====== Working data ======
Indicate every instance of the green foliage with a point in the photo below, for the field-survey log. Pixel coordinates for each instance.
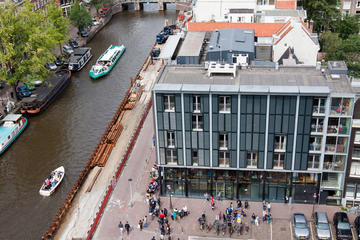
(348, 25)
(26, 43)
(324, 13)
(79, 16)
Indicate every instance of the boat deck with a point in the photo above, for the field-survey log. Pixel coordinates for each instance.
(43, 91)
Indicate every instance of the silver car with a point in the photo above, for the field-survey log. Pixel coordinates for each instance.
(300, 227)
(322, 225)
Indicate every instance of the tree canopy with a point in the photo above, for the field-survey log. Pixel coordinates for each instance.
(79, 16)
(27, 39)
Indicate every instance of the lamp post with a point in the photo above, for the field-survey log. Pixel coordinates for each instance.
(131, 204)
(169, 188)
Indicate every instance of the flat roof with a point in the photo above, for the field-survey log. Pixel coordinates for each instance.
(192, 44)
(287, 80)
(170, 46)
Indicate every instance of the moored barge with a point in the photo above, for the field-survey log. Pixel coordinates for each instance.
(44, 94)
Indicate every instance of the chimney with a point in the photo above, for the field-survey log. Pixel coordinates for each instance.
(311, 25)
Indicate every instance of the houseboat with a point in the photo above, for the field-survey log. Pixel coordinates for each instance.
(11, 127)
(106, 61)
(44, 94)
(79, 58)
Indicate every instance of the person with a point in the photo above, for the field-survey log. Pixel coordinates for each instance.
(246, 204)
(121, 226)
(145, 221)
(140, 224)
(127, 227)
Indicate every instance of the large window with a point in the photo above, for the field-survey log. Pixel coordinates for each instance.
(195, 158)
(319, 106)
(252, 160)
(313, 161)
(171, 156)
(341, 106)
(197, 122)
(224, 159)
(317, 125)
(224, 104)
(223, 141)
(196, 104)
(171, 139)
(280, 143)
(169, 103)
(279, 160)
(315, 143)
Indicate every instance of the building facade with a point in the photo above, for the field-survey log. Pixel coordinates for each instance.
(262, 135)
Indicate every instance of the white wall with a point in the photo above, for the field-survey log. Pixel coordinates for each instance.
(304, 48)
(206, 10)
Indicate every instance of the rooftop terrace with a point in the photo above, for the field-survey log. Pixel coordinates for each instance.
(259, 79)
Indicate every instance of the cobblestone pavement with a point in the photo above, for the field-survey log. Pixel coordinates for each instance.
(121, 208)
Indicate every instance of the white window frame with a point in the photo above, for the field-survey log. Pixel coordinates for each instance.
(224, 137)
(252, 161)
(277, 162)
(170, 139)
(224, 159)
(313, 160)
(167, 101)
(198, 126)
(172, 158)
(223, 108)
(282, 143)
(193, 157)
(196, 104)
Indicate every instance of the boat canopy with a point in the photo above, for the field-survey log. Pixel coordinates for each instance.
(12, 117)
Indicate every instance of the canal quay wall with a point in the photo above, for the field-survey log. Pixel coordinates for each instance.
(83, 205)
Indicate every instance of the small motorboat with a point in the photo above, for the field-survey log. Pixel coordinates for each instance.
(52, 181)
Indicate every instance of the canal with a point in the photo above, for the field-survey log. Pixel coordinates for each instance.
(67, 132)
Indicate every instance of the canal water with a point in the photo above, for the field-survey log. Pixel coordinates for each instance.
(67, 132)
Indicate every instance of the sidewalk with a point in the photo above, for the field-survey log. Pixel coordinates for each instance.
(138, 167)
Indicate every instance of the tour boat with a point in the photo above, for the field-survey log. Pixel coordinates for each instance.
(52, 181)
(106, 61)
(12, 126)
(45, 93)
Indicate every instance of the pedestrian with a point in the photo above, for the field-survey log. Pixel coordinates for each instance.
(246, 204)
(140, 224)
(145, 221)
(121, 226)
(127, 227)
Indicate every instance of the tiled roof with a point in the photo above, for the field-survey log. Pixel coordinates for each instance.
(285, 4)
(261, 29)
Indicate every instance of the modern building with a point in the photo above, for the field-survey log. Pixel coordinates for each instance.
(351, 7)
(264, 134)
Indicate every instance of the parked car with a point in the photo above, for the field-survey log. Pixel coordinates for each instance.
(51, 66)
(357, 225)
(59, 61)
(23, 91)
(67, 49)
(73, 43)
(95, 22)
(84, 33)
(342, 226)
(322, 225)
(300, 227)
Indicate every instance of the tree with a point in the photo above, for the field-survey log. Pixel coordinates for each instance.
(58, 22)
(324, 13)
(79, 16)
(26, 43)
(348, 25)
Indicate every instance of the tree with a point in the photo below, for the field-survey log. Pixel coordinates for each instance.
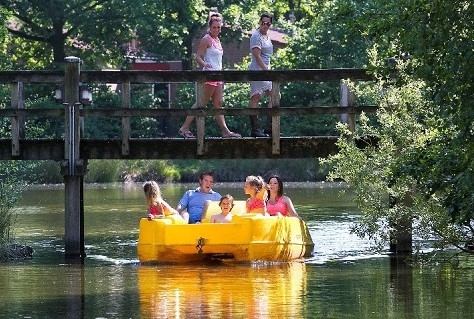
(95, 30)
(424, 157)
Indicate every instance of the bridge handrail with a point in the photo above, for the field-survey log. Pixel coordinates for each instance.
(73, 110)
(170, 76)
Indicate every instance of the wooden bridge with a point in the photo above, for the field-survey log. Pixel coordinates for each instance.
(73, 151)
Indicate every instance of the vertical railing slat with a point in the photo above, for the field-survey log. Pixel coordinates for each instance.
(200, 130)
(17, 122)
(126, 130)
(275, 98)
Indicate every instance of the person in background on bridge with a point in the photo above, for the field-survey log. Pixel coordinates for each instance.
(257, 190)
(277, 203)
(226, 204)
(192, 203)
(157, 206)
(209, 57)
(261, 49)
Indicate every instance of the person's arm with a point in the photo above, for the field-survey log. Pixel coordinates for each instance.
(182, 207)
(167, 207)
(203, 45)
(289, 206)
(257, 53)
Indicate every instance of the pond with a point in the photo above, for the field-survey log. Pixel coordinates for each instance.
(345, 278)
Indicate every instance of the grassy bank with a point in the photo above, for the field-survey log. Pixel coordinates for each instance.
(109, 171)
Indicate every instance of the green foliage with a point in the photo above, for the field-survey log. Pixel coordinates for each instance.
======
Work to complete: Exact copies of the lines from the one containing "Indicate every instance of the pond" through the end of the listing, both included, are the only thing wanted.

Written response:
Indicate every instance of the pond with a point in the photo above, for the field-survey log. Pixel coordinates for each instance.
(345, 278)
Indicate every instance of the grassy bank with a point in the photo above, for the field-survey log. Pixel coordinates for each instance.
(109, 171)
Indicate every instance of the green foliage with a point in the photo above, for the field-survey log. Pixel coordinates for each instance.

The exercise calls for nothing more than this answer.